:: 本文の抜粋 ::
-------
ある大学教授の思い

ある女子大学で情報、統計、ファイナンスなどを教えております。気がついたことなどまとめてみたいと思います。

発信の時代

2012年03月31日 10時04分07秒 | Weblog
ツイッターtwitterとフェイスブックfacebook
  TWの140文字という字数制限は半角も全角も同じである。漢字140文字はアルファベットと比べて3~4倍の情報量があるため、中国語では1、2本の「つぶやき」で十分な主張ができる。日本語も似ているから、ツイッターは漢字文化圏で意外な力を発揮している。中国では禁止されているが、裏ネット社会では生き延びて徐々に浸透している。中国政府は不気味な時限爆弾になることを恐れている。昨年の春、アフリカ諸国の政変はツイッター革命とも言われているからだ。
-------
:: データ ::
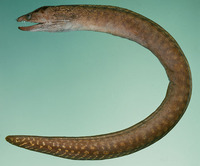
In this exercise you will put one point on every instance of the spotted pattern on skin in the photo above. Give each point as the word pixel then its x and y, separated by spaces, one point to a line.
pixel 126 24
-------
:: やること ::
(1) 本文を読んで、次の問いに答えてください。
(a) ツイッターの字数制限は何文字ですか。
(b) 漢字140文字には、アルファベットと比べて何倍の情報量がありますか。
(c) 昨年の春、ツイッター革命とも言われた政変が起きたのはどこですか。
(2) 本文の「ある女子大学で情報、統計、フ」から「革命とも言われているからだ。」までの部分を、一字も変えずに書き写してください。
データは本文とは関係ありません。

:: 各問の答え ::
(1)
(a) 140文字
(b) 3~4倍
(c) アフリカ諸国

(2)
ある女子大学で情報、統計、ファイナンスなどを教えております。気がついたことなどまとめてみたいと思います。

発信の時代

2012年03月31日 10時04分07秒 | Weblog
ツイッターtwitterとフェイスブックfacebook
  TWの140文字という字数制限は半角も全角も同じである。漢字140文字はアルファベットと比べて3~4倍の情報量があるため、中国語では1、2本の「つぶやき」で十分な主張ができる。日本語も似ているから、ツイッターは漢字文化圏で意外な力を発揮している。中国では禁止されているが、裏ネット社会では生き延びて徐々に浸透している。中国政府は不気味な時限爆弾になることを恐れている。昨年の春、アフリカ諸国の政変はツイッター革命とも言われているからだ。